#### Work request A:
In the interview passage about women and people of color in visual effects, what does the speaker call most important for making the job easier?
#### Work request B:
Continue the interview passage about women and people of color in visual effects from where it stops.

#### Passage shown:
Segment Open

Don't be afraid to ask questions, no one can know it all, it takes a village, smart people surround themselves by smarter people.
Normalise being OK saying "I don’t know, but I’ll find out and get back to you".
Care about making a good film and telling a good story, but don’t care too much, make sure to find a good work/ life balance.
Apply practical intelligence to problem solving. Look at the world, observe, light, photography and art there’s so much to learn.
Love what you do.
IS THERE ANYTHING THAT WOULD MAKE YOUR JOB/ GETTING WORK EASIER?
More time to prep, plan and execute, but most importantly support. Women and POC need people around them who will cheer them on and have their back. Unlike our male colleagues who have a boys club, women are often alone at the top without a supportive team around them. I think it’s essential as we elevate women/POC that we bear in mind the team that she/they works with and make sure the are like minded.
THE TIME'S UP MOVEMENT IS NOW IN ITS FIFTH YEAR. HAVE YOU NOTICED ANY CHANGES SINCE IT STARTED?
On the surface of the film industry there is some superficial shifting, there is an awareness that certain behaviours are no longer acceptable which of course is extremely positive.
However in VFX there hasn’t been much significant change, I don't think meritocracy is working, initiatives aren’t working, awareness isn’t working, particularly when it comes to certain companies and certain institutions, the simple fact is women and POC need opportunities and recognition, which they aren’t getting. We need to give people of merit opportunity to showcase their skills and very importantly give them support to succeed.

Segment Closed

#### Dataset:
Segment Open

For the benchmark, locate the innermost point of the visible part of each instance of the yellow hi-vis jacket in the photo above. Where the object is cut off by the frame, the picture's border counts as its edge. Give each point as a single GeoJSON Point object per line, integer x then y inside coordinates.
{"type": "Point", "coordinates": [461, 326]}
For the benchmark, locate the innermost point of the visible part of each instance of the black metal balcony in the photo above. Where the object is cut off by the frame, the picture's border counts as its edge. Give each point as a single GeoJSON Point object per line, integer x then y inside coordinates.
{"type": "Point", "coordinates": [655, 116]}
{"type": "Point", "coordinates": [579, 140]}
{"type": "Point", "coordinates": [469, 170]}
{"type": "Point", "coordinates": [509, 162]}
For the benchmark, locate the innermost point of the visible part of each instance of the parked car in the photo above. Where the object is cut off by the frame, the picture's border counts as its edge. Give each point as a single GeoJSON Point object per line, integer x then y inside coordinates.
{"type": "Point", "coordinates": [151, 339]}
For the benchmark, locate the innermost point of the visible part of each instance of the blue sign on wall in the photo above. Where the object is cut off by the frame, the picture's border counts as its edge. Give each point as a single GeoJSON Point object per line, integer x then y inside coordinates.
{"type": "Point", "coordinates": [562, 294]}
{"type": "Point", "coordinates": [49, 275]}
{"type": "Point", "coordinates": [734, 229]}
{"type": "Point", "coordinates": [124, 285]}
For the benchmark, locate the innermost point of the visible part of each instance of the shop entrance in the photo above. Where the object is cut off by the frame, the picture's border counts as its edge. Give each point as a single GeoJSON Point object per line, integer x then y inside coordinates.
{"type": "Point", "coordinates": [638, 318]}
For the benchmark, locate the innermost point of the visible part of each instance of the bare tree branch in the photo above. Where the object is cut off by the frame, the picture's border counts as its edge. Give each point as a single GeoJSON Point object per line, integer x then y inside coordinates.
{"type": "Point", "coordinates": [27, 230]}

Segment Closed

#### Exercise output A:
Support

#### Exercise output B:
We have to do this together with men, and in order for that to happen, some honest self reflection has to happen on their part, because it's the actions of the patriarchy that cause these issues to persist. It isn’t that there aren’t trained, experienced, qualified women/POC, they are standing by waiting to be given a chance.
Women spend too much time being congenial. Thank you for this platform, it’s time for us to speak up about our achievements and the opportunities we’ve created for ourselves despite documented bullying and harassment in the workplace.
WHAT ARE THE ESSENTIALS THAT YOU TAKE TO WORK WITH YOU?
My laptop, it’s like my brain, I try to be paperless so everything I need is on there, from the script, to the art and design of characters, work in progress shots, and of course the software packages I need everyday. I always have a camera and a notebook with me and a warm jacket is essential.
WHAT HAS BEEN ONE OF YOUR GREATEST SUCCESSES SO FAR?
I think being honoured with the creative excellence award by the Visual Effects Society, a diverse group of my peers. I was so surprised to receive this honour, but also excited that it gives younger women/POC coming up in VFX a role model and knowledge and recognition that it is possible to succeed against the odds.
THE LAST COUPLE OF YEARS HAVE CHANGED THE WORLD AND OUR INDUSTRY AS WE KNOW IT - DID YOU DISCOVER SOMETHING ABOUT YOURSELF OR TAKE UP A NEW HOBBY THAT BROUGHT YOU SOME JOY?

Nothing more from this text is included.